(Records to process begins)

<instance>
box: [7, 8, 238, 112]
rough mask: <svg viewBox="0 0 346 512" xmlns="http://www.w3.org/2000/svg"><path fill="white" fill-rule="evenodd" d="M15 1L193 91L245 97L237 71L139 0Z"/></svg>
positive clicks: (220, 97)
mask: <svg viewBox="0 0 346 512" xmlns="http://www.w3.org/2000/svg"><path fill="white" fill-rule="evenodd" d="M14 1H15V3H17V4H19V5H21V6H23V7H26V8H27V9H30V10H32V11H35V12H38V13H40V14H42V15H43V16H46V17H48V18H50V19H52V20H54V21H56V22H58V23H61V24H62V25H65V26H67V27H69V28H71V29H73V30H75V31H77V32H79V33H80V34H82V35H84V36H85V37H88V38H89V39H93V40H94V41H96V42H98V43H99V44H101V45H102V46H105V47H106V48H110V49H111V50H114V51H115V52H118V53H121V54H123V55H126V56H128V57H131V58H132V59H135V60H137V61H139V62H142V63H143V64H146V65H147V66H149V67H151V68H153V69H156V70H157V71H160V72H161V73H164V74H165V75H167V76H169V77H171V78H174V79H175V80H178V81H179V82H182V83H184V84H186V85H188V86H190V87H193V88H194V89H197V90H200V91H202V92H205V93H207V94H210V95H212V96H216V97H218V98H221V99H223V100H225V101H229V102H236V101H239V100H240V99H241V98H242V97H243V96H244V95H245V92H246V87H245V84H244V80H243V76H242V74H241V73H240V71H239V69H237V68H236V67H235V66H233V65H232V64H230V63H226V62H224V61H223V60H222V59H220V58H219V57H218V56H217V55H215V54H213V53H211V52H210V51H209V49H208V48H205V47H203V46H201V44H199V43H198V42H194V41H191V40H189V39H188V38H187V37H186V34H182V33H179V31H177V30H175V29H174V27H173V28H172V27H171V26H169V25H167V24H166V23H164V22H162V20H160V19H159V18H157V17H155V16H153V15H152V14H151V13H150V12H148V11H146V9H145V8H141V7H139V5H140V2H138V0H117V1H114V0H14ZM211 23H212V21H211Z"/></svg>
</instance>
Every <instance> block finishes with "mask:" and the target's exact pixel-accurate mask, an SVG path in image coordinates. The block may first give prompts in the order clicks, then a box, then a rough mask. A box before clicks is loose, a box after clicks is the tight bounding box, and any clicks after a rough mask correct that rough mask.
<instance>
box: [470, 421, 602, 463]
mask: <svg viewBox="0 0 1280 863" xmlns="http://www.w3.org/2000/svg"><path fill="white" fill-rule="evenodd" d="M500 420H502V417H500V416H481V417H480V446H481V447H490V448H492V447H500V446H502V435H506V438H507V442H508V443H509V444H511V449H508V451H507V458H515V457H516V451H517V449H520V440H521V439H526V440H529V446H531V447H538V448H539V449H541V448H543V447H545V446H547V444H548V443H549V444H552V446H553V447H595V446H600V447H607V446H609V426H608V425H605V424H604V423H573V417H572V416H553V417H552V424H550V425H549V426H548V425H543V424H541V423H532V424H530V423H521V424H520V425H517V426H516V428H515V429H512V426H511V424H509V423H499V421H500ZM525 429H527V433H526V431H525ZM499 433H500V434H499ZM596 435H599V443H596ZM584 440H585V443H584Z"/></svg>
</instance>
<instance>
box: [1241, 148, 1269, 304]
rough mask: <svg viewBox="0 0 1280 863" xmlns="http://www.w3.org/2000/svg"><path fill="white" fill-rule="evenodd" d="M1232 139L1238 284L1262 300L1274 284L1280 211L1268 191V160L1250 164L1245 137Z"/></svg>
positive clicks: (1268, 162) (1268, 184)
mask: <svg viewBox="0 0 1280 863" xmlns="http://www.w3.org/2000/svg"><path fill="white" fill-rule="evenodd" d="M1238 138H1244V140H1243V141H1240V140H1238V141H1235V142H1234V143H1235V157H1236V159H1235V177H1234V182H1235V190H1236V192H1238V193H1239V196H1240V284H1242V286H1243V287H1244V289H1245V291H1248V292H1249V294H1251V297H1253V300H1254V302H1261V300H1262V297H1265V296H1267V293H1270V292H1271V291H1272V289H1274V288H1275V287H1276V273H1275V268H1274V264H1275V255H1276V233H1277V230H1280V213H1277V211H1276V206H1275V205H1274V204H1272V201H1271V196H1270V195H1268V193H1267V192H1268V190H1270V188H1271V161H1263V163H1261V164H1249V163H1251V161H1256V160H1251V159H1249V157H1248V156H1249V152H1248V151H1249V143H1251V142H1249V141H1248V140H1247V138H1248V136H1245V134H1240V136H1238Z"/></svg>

(Records to process ends)

§ **Directions for this task**
Repeat the records above exactly, from the first line to the last.

§ **Result for this exercise**
<instance>
box: [7, 8, 238, 112]
rough mask: <svg viewBox="0 0 346 512" xmlns="http://www.w3.org/2000/svg"><path fill="white" fill-rule="evenodd" d="M15 1L193 91L245 97L237 71L139 0Z"/></svg>
positive clicks: (220, 97)
mask: <svg viewBox="0 0 346 512" xmlns="http://www.w3.org/2000/svg"><path fill="white" fill-rule="evenodd" d="M14 1H15V3H17V4H19V5H21V6H23V7H26V8H27V9H30V10H32V11H35V12H38V13H40V14H42V15H43V16H46V17H48V18H50V19H52V20H54V21H56V22H58V23H61V24H62V25H65V26H67V27H69V28H71V29H73V30H75V31H77V32H79V33H80V34H82V35H84V36H85V37H88V38H89V39H93V40H94V41H96V42H98V43H99V44H101V45H102V46H105V47H106V48H110V49H111V50H114V51H115V52H118V53H121V54H123V55H126V56H128V57H131V58H132V59H135V60H137V61H139V62H142V63H143V64H146V65H147V66H149V67H151V68H153V69H156V70H157V71H160V72H161V73H164V74H165V75H167V76H169V77H171V78H174V79H175V80H178V81H179V82H182V83H184V84H186V85H188V86H190V87H193V88H194V89H197V90H200V91H202V92H205V93H207V94H210V95H212V96H216V97H218V98H221V99H223V100H225V101H229V102H236V101H239V100H240V99H241V98H242V97H243V96H244V95H245V92H246V87H245V84H244V80H243V76H242V74H241V73H240V71H239V69H237V68H236V67H235V66H233V65H232V64H230V63H226V62H224V61H223V60H222V59H220V58H219V57H218V56H217V55H215V54H213V53H211V52H210V51H209V49H208V48H205V47H203V46H201V44H199V43H198V42H194V41H191V40H189V39H188V38H187V37H186V34H182V33H179V31H177V30H175V29H174V27H173V28H172V27H171V26H169V25H167V24H166V23H164V22H162V20H160V19H159V18H157V17H155V16H153V15H152V14H151V13H150V12H148V11H146V9H145V8H141V7H139V5H140V2H138V0H117V1H114V0H14ZM211 23H212V21H211Z"/></svg>
</instance>
Every <instance> block finishes with "mask:" and the target's exact pixel-accurate mask, an SVG path in image coordinates. The block may first give prompts in the order clicks, then a box, then a rough mask. A box before clicks is loose, a box after clicks is the tight bounding box, and any clicks after a rough mask correct that rough mask.
<instance>
box: [470, 421, 602, 463]
mask: <svg viewBox="0 0 1280 863" xmlns="http://www.w3.org/2000/svg"><path fill="white" fill-rule="evenodd" d="M500 420H502V417H500V416H481V417H480V446H481V447H490V448H492V447H500V446H502V435H506V438H507V442H508V443H509V444H511V449H508V451H507V458H515V457H516V451H517V449H520V440H521V439H526V440H529V446H531V447H538V448H539V449H541V448H543V447H545V446H547V444H548V443H549V444H552V446H553V447H595V446H600V447H607V446H609V426H608V425H605V424H604V423H573V417H572V416H553V417H552V424H550V425H549V426H548V425H543V424H541V423H532V424H530V423H521V424H520V425H517V426H516V428H515V429H512V426H511V424H509V423H499V421H500ZM525 429H527V433H526V431H525ZM499 433H500V434H499ZM596 435H599V443H596ZM584 440H585V443H584Z"/></svg>
</instance>
<instance>
box: [1241, 148, 1269, 304]
rough mask: <svg viewBox="0 0 1280 863" xmlns="http://www.w3.org/2000/svg"><path fill="white" fill-rule="evenodd" d="M1232 139L1238 284L1262 300L1274 284L1280 211L1268 191V160L1250 164L1245 137Z"/></svg>
positive clicks: (1268, 162) (1268, 184)
mask: <svg viewBox="0 0 1280 863" xmlns="http://www.w3.org/2000/svg"><path fill="white" fill-rule="evenodd" d="M1238 138H1244V140H1243V141H1240V140H1238V141H1235V142H1234V143H1235V157H1236V159H1235V177H1234V182H1235V190H1236V192H1238V193H1239V196H1240V284H1242V286H1243V287H1244V289H1245V291H1248V292H1249V294H1251V297H1253V300H1254V302H1261V300H1262V297H1265V296H1267V293H1270V292H1271V291H1272V289H1274V288H1275V287H1276V273H1275V268H1274V264H1275V255H1276V233H1277V230H1280V213H1277V211H1276V206H1275V205H1274V204H1272V201H1271V196H1270V195H1268V193H1267V192H1268V190H1270V188H1271V161H1263V163H1261V164H1249V163H1251V161H1256V160H1251V159H1249V157H1248V156H1249V152H1248V151H1249V143H1251V142H1249V141H1248V140H1247V138H1248V136H1245V134H1240V136H1238Z"/></svg>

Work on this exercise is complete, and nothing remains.